# [Data to use]
* * * * * * * * *

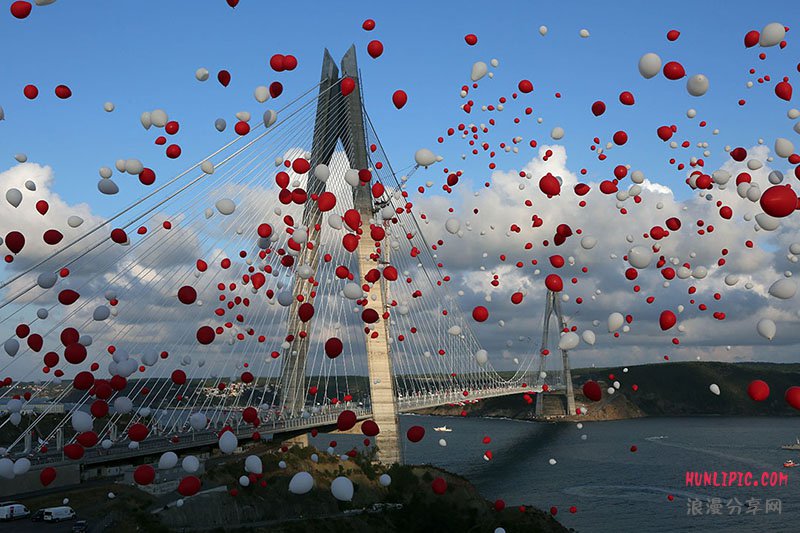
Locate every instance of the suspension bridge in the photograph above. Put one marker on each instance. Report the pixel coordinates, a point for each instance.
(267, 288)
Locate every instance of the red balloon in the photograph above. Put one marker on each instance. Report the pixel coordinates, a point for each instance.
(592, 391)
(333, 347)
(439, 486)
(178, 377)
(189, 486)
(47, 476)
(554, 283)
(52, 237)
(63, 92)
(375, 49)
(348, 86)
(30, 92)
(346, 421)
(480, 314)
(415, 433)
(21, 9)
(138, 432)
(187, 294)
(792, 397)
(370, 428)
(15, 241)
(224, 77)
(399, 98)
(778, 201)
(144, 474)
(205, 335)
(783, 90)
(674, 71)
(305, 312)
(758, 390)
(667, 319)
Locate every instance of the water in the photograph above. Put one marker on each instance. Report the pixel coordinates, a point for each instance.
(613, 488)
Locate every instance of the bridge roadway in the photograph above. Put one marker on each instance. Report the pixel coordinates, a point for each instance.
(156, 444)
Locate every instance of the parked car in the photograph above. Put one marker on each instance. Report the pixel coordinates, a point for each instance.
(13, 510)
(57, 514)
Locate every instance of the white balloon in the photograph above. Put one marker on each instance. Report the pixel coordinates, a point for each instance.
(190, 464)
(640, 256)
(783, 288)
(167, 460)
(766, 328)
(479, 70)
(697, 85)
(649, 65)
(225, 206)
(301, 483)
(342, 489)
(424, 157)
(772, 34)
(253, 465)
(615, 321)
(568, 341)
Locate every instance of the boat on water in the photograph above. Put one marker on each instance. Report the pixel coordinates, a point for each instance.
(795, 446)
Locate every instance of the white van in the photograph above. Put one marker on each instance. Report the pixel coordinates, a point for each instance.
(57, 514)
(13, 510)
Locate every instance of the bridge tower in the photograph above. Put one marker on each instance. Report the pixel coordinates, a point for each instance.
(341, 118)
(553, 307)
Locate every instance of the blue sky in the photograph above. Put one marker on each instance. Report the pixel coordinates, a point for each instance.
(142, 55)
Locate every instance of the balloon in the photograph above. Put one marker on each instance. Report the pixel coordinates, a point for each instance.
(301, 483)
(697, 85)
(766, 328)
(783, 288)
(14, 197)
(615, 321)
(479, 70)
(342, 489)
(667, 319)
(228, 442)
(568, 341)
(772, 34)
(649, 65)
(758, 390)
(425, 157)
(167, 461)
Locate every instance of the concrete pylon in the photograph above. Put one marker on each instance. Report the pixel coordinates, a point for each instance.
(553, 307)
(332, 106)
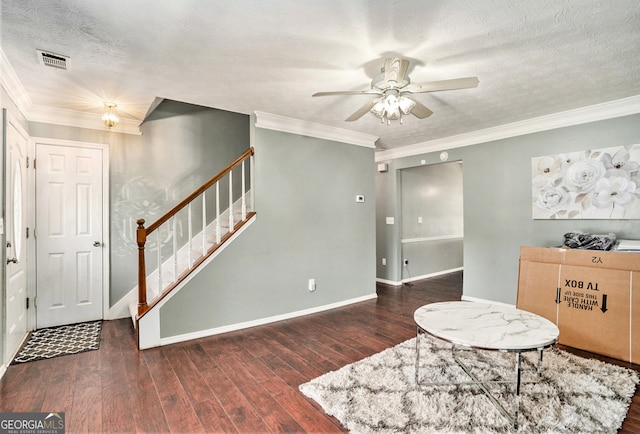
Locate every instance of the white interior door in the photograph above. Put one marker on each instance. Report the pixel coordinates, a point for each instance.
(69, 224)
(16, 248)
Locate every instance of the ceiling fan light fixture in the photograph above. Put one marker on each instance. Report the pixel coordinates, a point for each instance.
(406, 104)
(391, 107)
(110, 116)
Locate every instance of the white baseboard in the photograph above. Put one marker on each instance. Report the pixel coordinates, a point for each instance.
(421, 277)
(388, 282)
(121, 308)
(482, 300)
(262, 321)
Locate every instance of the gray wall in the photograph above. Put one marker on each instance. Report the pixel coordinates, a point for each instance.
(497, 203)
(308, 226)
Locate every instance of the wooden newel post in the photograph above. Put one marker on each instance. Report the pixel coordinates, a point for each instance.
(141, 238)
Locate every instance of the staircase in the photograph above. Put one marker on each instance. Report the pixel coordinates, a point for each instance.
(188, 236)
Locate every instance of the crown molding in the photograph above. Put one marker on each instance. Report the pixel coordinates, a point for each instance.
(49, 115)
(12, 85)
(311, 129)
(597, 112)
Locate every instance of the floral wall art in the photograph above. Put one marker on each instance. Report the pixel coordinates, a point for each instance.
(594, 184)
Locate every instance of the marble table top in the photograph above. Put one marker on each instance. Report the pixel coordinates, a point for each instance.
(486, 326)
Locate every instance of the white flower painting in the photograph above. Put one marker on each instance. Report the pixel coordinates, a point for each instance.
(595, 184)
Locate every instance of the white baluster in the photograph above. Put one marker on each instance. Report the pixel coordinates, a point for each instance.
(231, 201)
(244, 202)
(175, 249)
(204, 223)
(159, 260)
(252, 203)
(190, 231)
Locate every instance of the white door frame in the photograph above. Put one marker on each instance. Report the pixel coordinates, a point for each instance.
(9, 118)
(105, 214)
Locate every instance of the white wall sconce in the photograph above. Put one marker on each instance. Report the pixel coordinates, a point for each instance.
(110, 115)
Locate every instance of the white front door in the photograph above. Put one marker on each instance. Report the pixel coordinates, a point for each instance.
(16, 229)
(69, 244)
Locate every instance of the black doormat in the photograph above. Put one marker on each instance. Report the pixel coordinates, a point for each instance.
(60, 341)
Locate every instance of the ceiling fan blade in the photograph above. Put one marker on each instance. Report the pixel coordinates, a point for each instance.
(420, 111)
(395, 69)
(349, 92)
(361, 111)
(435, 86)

* * * * * * * * *

The pictures should be dropped, and every line above should be set down again exactly.

# [Answer to this problem]
Locate every instance of the suspension bridge in the photograph above. Put one marker on each instance. Report the pixel coordinates, a point for each instance.
(267, 288)
Locate every instance of the red balloon in the photograph above. Put one marker on each instance. Report the pixel coordinates, a point for each instance.
(592, 391)
(333, 347)
(439, 486)
(178, 377)
(189, 486)
(47, 476)
(554, 283)
(52, 237)
(63, 92)
(375, 49)
(348, 86)
(30, 92)
(346, 421)
(480, 314)
(415, 433)
(21, 9)
(138, 432)
(187, 294)
(792, 397)
(370, 428)
(15, 241)
(224, 77)
(399, 98)
(778, 201)
(144, 474)
(205, 335)
(783, 90)
(674, 71)
(305, 312)
(758, 390)
(667, 319)
Locate every instance of the water in the photograph above. Put one marker on each instance. Report the pixel coordinates, a point for each instance.
(613, 488)
Locate every instance of the bridge roadway in the photograph above. Put one marker on each instance. Report the pixel coordinates, a point for each instance.
(156, 444)
Locate every instance of the parked car in the photograph above. Put one marker on each instance. Report the pixel coordinates, a point for each instance.
(13, 510)
(57, 514)
Locate every instance of the white balloon in the photograph above. Put one marker on each instance. Report the pixel coordinates, a point for each instance.
(190, 464)
(640, 256)
(783, 288)
(167, 460)
(766, 328)
(479, 70)
(697, 85)
(649, 65)
(225, 206)
(301, 483)
(342, 489)
(424, 157)
(772, 34)
(253, 465)
(615, 321)
(568, 341)
Locate every instance of the boat on water in the photograph above. Put one marker on each instance. Report the pixel coordinates, a point for each instance.
(795, 446)
Locate every instance of the white van in the photograph above. Put one marker on each instance. Report the pixel coordinates, a point for each instance.
(57, 514)
(13, 510)
Locate every instance of the bridge tower in the photograph above. Put one marker on each instance. Report the pixel coordinates, a point for each instance.
(341, 118)
(553, 307)
Locate every instance of the blue sky in the photograph above. Put one marker on each instance. Report the pixel coordinates, a point for each instance.
(142, 55)
Locate every instance of the balloon in the photograph above. Put one marker on each instance. Report the pixel coordinates, a point for each instance.
(301, 483)
(697, 85)
(766, 328)
(783, 288)
(14, 197)
(615, 321)
(479, 70)
(342, 489)
(667, 319)
(228, 442)
(568, 341)
(772, 34)
(649, 65)
(758, 390)
(425, 157)
(167, 461)
Locate every instance of the concrete pylon in the photograph above. Put one marker on each instance. Report the pixel coordinates, a point for each instance.
(553, 307)
(332, 106)
Locate every instance of the white interior door in the photograph above. Put one marker on each instance. Report the pixel coordinates, a point for each instance.
(69, 224)
(16, 248)
Locate every instance of the ceiling fan light fixture in the photograph above. Put one marker on each instance. Report the pixel coordinates, a point for each instance.
(406, 104)
(391, 107)
(110, 116)
Locate every instance of the white baseboard in the photograph above. Put one marker on each instance. Report the pixel coordinates, a point for each instance.
(421, 277)
(388, 282)
(121, 308)
(482, 300)
(262, 321)
Locate every instance of the gray wall in the photograph above. Put one marker on each instance. Report the pixel coordinates, a point for each instance.
(497, 203)
(308, 226)
Locate every instance of the wooden newel post in the photograph above. Put one marker on each instance. Report the pixel coordinates, a point for each instance.
(141, 238)
Locate every instance of the staircase in the photograph above. Put one marker on each instance. Report the pixel coordinates, a point for each instance.
(188, 236)
Locate every instance of the crown molding in the photograph above. Put one marker on each instance. Report the pixel coordinates, a point for each instance.
(49, 115)
(12, 85)
(311, 129)
(597, 112)
Locate every instance of the floral wall art in the photograph above. Put one marker on each instance. Report the pixel coordinates, a point for each instance.
(594, 184)
Locate every instance of the marble table top in the photograph above. Put one marker on each instance. Report the pixel coordinates, a point for each instance.
(486, 326)
Locate every instance of the white flower painting in the photograph above. Put one marker on each instance. Report the pixel coordinates, a point for each instance.
(595, 184)
Locate every instance of the white baluster in the photograph above. Put one marker on each instance. Report the pixel coordinates, a point for each instance.
(231, 201)
(244, 202)
(175, 249)
(204, 223)
(159, 260)
(252, 203)
(190, 231)
Locate every instance of the white door frame in the photograph above. Put one marker on each instance. Report the pixel coordinates, a point for each instance.
(9, 118)
(105, 214)
Locate every instance of the white wall sconce in the photograph above. Put one marker on each instance. Report the pixel coordinates, a point for each instance.
(110, 115)
Locate every instance of the white front door in the photograph above. Put one marker on each instance. Report the pixel coordinates, a point for each instance.
(16, 229)
(69, 244)
Locate every instance of the black doormat in the photograph above. Put one marker on each instance. Report the pixel coordinates, a point for each instance.
(60, 341)
Locate every instance of the ceiling fan blade in the photograph above. Put one marker on each instance. Report the pixel coordinates, a point for each instance.
(420, 111)
(395, 69)
(349, 92)
(361, 111)
(435, 86)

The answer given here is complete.